_EXERCISE_.
Return, unchanged, the lines of the records from the line containing "segment --target meadow" up to and including the last line of the records.

_RECORDS FOR THE EXERCISE_.
.....

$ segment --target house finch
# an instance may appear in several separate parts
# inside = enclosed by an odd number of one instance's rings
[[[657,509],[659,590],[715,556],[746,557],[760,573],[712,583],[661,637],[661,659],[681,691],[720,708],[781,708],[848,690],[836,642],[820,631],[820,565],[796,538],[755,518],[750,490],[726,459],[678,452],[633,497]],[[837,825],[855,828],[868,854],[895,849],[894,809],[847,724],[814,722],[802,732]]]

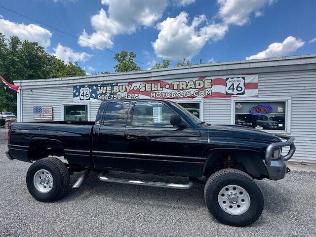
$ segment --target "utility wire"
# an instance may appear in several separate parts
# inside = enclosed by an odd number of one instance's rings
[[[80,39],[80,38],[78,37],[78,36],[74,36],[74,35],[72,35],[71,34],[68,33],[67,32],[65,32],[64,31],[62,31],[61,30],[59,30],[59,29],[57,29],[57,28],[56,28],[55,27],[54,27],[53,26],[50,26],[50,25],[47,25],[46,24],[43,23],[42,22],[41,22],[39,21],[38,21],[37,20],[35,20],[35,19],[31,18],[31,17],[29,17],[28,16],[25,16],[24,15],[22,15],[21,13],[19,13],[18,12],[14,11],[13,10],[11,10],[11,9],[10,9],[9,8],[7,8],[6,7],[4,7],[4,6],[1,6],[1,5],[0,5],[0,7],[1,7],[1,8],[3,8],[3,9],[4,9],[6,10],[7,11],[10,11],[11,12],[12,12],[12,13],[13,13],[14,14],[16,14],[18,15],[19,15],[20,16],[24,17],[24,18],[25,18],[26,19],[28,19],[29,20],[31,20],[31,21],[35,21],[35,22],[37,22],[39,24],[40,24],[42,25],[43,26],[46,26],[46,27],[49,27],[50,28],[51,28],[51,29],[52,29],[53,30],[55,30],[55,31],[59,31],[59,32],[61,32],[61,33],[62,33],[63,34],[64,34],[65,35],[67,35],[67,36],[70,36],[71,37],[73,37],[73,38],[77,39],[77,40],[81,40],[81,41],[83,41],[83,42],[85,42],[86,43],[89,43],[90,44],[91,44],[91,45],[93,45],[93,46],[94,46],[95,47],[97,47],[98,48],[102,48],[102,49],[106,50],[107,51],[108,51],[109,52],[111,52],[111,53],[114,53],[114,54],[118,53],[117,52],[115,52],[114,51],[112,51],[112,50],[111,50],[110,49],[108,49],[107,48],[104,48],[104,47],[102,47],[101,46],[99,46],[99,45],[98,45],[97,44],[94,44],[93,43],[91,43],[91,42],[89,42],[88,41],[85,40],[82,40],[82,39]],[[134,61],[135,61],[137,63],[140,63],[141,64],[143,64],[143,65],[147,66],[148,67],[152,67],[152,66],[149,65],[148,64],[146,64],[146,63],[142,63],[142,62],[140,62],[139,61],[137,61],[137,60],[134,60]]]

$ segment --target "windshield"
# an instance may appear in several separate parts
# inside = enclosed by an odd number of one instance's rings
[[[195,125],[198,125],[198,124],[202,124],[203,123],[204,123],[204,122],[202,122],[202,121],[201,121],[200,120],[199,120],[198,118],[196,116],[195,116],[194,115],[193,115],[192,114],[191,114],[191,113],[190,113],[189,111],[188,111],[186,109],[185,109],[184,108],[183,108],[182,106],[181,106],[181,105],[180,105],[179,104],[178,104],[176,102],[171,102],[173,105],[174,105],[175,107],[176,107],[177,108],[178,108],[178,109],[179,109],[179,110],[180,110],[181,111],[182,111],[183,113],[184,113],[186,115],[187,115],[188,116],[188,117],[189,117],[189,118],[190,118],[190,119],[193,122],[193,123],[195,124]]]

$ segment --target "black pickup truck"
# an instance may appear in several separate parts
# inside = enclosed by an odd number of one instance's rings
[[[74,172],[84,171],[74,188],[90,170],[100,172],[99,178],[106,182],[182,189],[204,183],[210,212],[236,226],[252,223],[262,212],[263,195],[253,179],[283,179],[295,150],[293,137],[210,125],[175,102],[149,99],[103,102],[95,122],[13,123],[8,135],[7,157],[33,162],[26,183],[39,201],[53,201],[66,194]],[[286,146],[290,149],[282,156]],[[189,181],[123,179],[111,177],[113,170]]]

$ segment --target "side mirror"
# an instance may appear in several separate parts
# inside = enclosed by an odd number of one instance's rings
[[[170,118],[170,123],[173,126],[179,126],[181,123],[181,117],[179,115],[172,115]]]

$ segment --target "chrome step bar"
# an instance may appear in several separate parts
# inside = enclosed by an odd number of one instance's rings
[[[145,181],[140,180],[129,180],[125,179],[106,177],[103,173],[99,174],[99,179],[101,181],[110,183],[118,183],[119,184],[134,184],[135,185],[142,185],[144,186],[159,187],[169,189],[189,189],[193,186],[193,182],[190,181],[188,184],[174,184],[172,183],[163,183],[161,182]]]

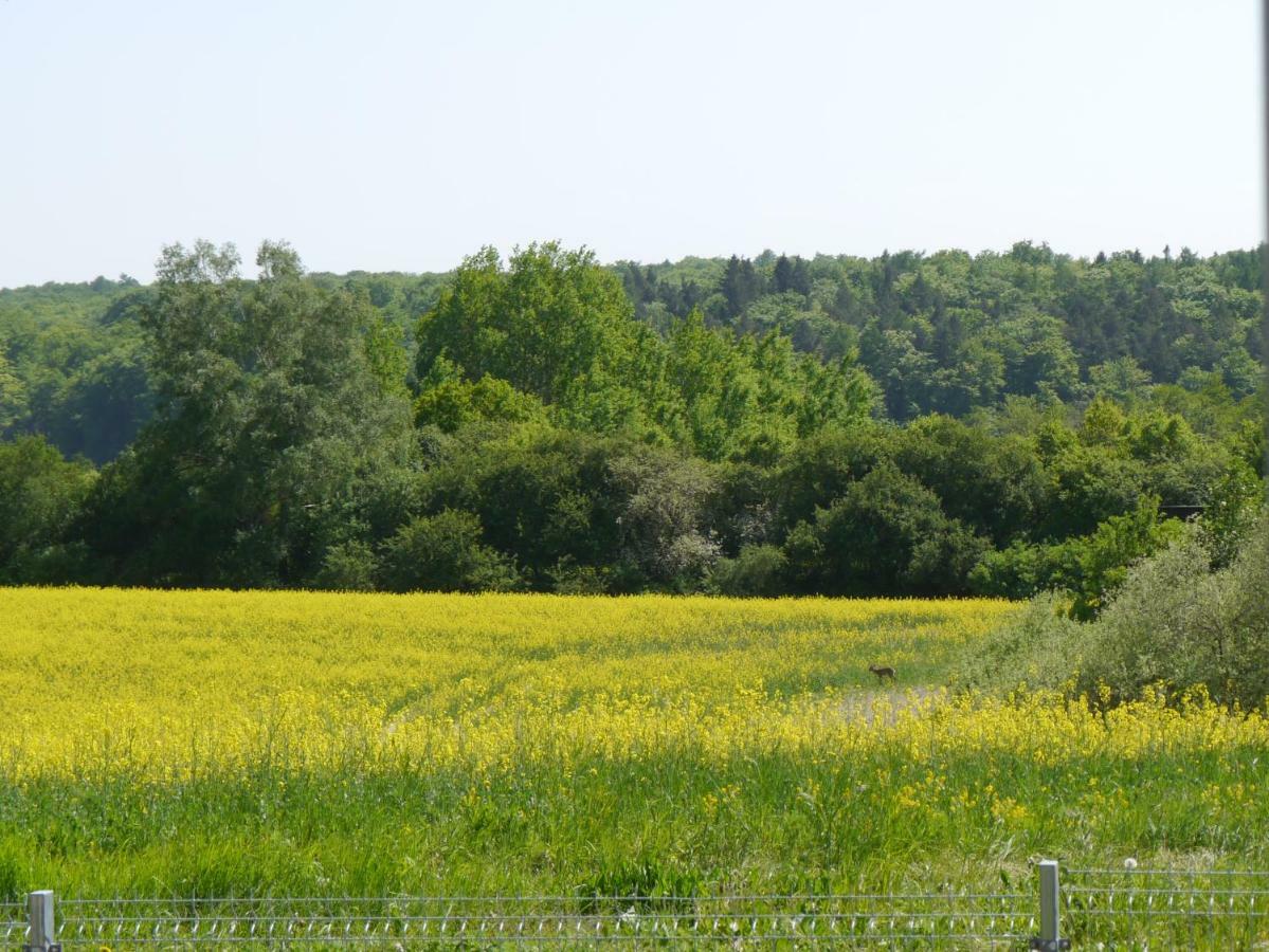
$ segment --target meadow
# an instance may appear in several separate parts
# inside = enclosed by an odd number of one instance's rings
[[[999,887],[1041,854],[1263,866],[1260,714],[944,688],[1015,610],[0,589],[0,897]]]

.....

_WORKED ANSWER_.
$ segment --target meadow
# an instance may appear in several separate parts
# inside = enclosed by an odd number of one instance's rings
[[[999,887],[1041,854],[1263,866],[1260,714],[944,688],[1015,610],[0,589],[0,897]]]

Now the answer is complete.